- _Task to carry out_: Reproduce every line of the listing below word for word, keeping the original order.

- _Raw data_:
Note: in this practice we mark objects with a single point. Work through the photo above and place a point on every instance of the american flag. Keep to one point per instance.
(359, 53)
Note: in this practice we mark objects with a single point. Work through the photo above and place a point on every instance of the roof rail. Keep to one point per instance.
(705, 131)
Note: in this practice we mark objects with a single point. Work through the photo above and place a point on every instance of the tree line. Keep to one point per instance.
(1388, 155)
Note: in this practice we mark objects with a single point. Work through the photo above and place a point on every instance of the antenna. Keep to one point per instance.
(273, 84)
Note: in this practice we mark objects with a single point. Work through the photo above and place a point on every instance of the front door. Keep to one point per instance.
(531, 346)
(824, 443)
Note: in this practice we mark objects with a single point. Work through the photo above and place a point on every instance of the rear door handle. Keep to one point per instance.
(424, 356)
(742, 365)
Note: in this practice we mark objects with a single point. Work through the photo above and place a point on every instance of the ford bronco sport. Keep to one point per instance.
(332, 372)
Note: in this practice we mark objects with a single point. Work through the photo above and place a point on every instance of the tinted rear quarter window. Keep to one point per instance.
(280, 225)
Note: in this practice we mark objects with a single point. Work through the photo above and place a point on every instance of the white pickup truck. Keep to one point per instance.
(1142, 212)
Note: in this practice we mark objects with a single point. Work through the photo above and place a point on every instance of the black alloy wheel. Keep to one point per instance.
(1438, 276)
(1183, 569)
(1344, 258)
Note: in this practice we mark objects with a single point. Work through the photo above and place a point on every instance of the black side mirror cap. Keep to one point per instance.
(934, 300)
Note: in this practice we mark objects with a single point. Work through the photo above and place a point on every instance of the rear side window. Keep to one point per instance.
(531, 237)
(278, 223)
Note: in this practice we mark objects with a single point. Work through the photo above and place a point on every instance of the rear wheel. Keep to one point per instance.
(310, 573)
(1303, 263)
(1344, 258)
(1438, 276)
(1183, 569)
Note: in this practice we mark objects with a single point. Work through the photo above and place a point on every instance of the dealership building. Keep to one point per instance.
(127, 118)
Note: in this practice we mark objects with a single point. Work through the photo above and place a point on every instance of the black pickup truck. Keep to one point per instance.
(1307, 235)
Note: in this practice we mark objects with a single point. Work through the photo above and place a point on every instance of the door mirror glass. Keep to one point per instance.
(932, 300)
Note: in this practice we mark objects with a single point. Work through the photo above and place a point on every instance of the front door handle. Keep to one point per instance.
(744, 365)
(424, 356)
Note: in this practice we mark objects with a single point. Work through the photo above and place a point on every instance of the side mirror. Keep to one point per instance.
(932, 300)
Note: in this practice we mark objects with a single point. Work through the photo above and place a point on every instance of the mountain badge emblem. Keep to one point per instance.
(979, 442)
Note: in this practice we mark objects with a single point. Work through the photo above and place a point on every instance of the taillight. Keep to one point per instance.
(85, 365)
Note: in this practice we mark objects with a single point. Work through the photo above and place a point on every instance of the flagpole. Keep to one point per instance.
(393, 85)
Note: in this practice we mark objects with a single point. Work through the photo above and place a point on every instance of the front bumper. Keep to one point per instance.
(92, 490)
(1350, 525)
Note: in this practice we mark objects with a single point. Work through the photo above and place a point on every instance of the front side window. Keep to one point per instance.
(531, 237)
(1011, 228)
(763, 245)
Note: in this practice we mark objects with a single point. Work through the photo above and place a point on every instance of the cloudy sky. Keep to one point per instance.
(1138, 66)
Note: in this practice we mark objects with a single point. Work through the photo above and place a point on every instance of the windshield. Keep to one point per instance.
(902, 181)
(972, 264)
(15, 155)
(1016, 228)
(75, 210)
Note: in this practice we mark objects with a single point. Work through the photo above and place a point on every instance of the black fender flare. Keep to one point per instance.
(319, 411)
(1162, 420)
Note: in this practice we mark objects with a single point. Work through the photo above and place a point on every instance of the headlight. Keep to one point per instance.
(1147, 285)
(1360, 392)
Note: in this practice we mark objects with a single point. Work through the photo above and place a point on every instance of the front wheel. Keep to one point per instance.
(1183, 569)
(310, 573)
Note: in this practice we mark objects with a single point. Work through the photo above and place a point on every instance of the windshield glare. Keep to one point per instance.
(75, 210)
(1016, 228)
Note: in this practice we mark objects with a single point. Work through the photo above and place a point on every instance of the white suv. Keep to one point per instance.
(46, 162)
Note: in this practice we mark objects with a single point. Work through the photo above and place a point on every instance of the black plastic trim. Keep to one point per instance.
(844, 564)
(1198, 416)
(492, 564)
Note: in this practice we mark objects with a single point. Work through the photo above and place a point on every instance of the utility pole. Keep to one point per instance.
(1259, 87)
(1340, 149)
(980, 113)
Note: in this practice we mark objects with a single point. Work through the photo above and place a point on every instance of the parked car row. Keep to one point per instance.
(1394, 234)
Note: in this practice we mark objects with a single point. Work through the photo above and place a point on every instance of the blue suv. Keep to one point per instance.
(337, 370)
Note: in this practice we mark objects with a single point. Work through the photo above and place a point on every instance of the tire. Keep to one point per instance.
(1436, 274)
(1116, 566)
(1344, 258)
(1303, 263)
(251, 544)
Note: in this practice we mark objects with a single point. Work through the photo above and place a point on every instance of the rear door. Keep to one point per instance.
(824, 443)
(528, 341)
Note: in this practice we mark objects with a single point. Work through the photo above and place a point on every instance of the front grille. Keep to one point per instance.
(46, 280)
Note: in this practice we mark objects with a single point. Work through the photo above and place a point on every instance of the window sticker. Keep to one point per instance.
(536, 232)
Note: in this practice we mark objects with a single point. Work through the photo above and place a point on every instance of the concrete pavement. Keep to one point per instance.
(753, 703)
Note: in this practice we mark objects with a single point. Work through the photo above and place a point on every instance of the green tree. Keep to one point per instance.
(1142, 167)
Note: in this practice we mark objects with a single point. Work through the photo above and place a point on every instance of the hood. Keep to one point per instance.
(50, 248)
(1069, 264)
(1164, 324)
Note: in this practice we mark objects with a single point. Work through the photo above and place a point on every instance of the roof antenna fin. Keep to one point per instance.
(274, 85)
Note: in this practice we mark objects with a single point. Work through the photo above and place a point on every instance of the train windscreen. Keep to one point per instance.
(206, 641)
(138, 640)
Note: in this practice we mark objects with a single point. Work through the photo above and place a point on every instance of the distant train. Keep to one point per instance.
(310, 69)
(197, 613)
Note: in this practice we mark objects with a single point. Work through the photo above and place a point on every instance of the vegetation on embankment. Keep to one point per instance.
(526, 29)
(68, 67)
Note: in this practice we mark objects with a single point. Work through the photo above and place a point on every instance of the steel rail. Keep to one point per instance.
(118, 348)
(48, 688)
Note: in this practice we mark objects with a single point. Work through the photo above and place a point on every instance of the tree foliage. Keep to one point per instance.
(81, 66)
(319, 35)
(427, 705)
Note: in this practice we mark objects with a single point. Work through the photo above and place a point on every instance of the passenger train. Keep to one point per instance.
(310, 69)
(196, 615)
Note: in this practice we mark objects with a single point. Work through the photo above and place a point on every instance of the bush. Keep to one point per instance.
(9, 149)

- _Solution to this task_:
Note: in this practice we mark objects with a single point. Work through the photo above and place a point on every instance of the american flag. Keep to one point per instance.
(359, 53)
Note: in this practice we mark objects with a single point. Work through the photo above and place a point on every instance of the roof rail. Keep to one point per instance.
(705, 131)
Note: in this practice we mark objects with a single point. Work through the photo above and place a point on every instance of the tree line. Keep to one point per instance.
(1388, 155)
Note: in this practice we mark objects with a single point. Work through the photo above and place a point on every instance of the antenna. Keep to one point per instance.
(273, 84)
Note: in this practice we mark objects with a single point. Work through the photo above and place a point on every instance of the front door. Keep to one point per instance.
(531, 346)
(824, 443)
Note: in this practice we mark objects with a single point. Work through the photo above and place a point on every instance of the rear door handle. Keep to one point per instance.
(424, 356)
(742, 365)
Note: in this practice we mark objects with a single point. Work through the photo above and place a point on every instance of the ford bronco sport. Keep to one point per instance.
(332, 372)
Note: in this practice we mark objects with a single point. Work through the photo above and place a point on every instance of the tinted rear quarter window. Keep to one point per instance.
(280, 225)
Note: in this practice we mark objects with a single point. Work through the photo above and place a point on every instance of the white pickup truck. Keep to one point per instance.
(1142, 212)
Note: in this practice we mark objects with a single point. Work through the photo above and place a point on every instance of the black alloy wheel. Keep to one point per instance.
(1438, 276)
(1183, 569)
(1344, 258)
Note: in this practice we mark objects with a single point. Work through the photo above and place a point on every instance of the black side mirror cap. Keep to one point per instance.
(934, 300)
Note: in this practice we mark objects with a single point. Work through the photo above and place a point on every instance of the rear side window. Keep to one point per instance.
(531, 237)
(278, 223)
Note: in this practice we mark objects with a single point. Work through the photo above and place a point on every instance of the rear wheel. Keep to one point per instance.
(310, 573)
(1303, 263)
(1344, 258)
(1438, 276)
(1183, 569)
Note: in this practice we mark objects with a single point. Work through the photo above and place a point on every instance of the dealership building. Keep to one point per instance.
(127, 118)
Note: in this practice we mark objects with a single point. Work through the photo above and place a point on every instance of the black pickup truck. Keep to one point per instance.
(1307, 235)
Note: in this practice we mark objects with a single point. Work through the photo above and place a point on every instance of the door mirror glass. Keep to one point per instance.
(932, 300)
Note: in this practice we mark objects with a single point. Work through the photo above and place a point on every instance of the front door handle. Keep to one point per instance.
(744, 365)
(424, 356)
Note: in this practice we mark objects with a single point. Work through the photo above and place a point on every instance of the side mirror. Keep to one point per instance.
(932, 300)
Note: in this practice we mark objects with a single point. Work through the photo above and place a point on every instance of the mountain badge emblem. Keep to one point per instance.
(979, 442)
Note: in this practice we mark objects with a single point. Work through the photo above and place a point on every instance of the taillight. Keep to one point per instance.
(85, 365)
Note: in this practice we mark objects with a single point. Work through the photo above and place a point on every instance of the flagpole. Keep to one point per instance.
(393, 85)
Note: in this practice we mark objects with a single point. Work through the photo above and place a point on every instance of the front bumper. Keep to one point per instance.
(92, 490)
(1350, 525)
Note: in this practice we mark objects with a single point. Work through the photo above and place a point on every instance of the front side window. Keep to one point per instance.
(531, 237)
(1011, 228)
(763, 245)
Note: in this practice we mark objects with a single point. Work through the photo above and place a point on every instance of the cloudy sky. Keep to one point per instance.
(1138, 66)
Note: in this practice we mark objects with a single point. Work through the photo above and place a point on every instance of the windshield. Keep to one point per instance.
(902, 181)
(972, 264)
(15, 155)
(1016, 228)
(75, 210)
Note: in this practice we mark objects with a single point. Work through the photo above and place a point on every instance of the black fender flare. Keep to one point per instance.
(319, 411)
(1162, 420)
Note: in this practice we mark objects with a single point. Work through the photo above and place a point on every instance of the headlight. Keep to one point per instance.
(1147, 285)
(1360, 392)
Note: in this practice we mark objects with a single point. Work through the photo above and place a point on every instance of the front wheel. Keep to one point per instance.
(1183, 569)
(310, 573)
Note: in this practice we mark objects with a single point. Work through the photo above and place a point on every instance of the windshield glare. Keep to one point per instance.
(75, 210)
(1016, 228)
Note: in this practice we mark objects with a single point. Work through the photo above and place a point on every instance of the white suv. Keep to one point per instance.
(46, 162)
Note: in this practice we mark objects with a single point. Work through the photo above and place a point on every instance of the black plastic trim. Keep to one point per instance.
(844, 564)
(1198, 416)
(492, 564)
Note: in this practice we mark objects with a single point. Work through the photo above and place a point on every instance of the utility pole. Keep to one point per instance.
(1259, 87)
(1340, 149)
(980, 113)
Note: in this practice we mark objects with a single point. Work through the photo above and place a point on every instance of the parked car row. Keep to one point per instance.
(1394, 234)
Note: in this practice we mark objects with a single point. Work through the photo above and place a point on every instance of the blue suv. Keep to one point per instance.
(337, 370)
Note: in this practice we mark objects with a single point. Work through the photo above and place a point on every instance of the tire. Keep to one point per instance.
(1436, 274)
(1116, 566)
(1344, 258)
(1303, 263)
(251, 544)
Note: in this practice we mark objects with a single point. Work through the photo above and place a point on every instance of the rear door. Keep to one point per instance.
(824, 443)
(528, 341)
Note: in this practice we mark objects with a single point. Work through the photo above and place a point on every instance of the front grille. Keep to one point per instance.
(46, 280)
Note: in this practice we mark objects with a single point. Work through the photo above and place a point on every instance of the window sticker. Keep to one point per instance.
(536, 232)
Note: in this practice we mark objects with a single point. Work through the photo above and place a point on every instance of the concrete pavement. Keep to one point per instance.
(753, 703)
Note: in this practice we mark objects with a single point. Work through the photo above and place a point on every instance of the green tree. Keep to one point per instance.
(1142, 167)
Note: in this practice we mark objects with a single point. Work through the photo above and place a point on every instance of the hood. Keep to one point per instance.
(50, 248)
(1069, 264)
(1164, 324)
Note: in this practice we mark objects with a single point. Work through the photo above and place a point on every instance of the roof antenna fin. Keep to one point per instance.
(274, 85)
Note: in this practice we mark objects with a single point. Work through the photo above and place a point on every instance of the train windscreen. Keep to one point per instance.
(206, 641)
(138, 640)
Note: in this practice we mark objects with a single point. Work through the photo above and place a point on every instance of the distant train. Keep to one point per instance.
(310, 69)
(197, 613)
Note: in this practice we mark objects with a single point. Work through the photo above and place a point on every instance of the vegetation on embankment. Keep to one point per instance.
(526, 29)
(68, 67)
Note: in this practice we mark objects with a single point. Work through the photo above and place a point on every instance of the steel rail. Keep to one point per instance.
(118, 348)
(48, 688)
Note: in this practice we mark objects with a single point. Work through the photo above and place a point on every instance of the tree foliage. Keep to one point per instance.
(81, 66)
(319, 35)
(427, 705)
Note: in this practice we mark objects with a single point. Work through the photo above and place a point on every instance of the passenger train. Keep to one point per instance.
(310, 69)
(196, 615)
Note: in this practice we mark objects with a single point. Work through the photo above and place a point on every instance of the bush. Keep to one point per instance.
(9, 149)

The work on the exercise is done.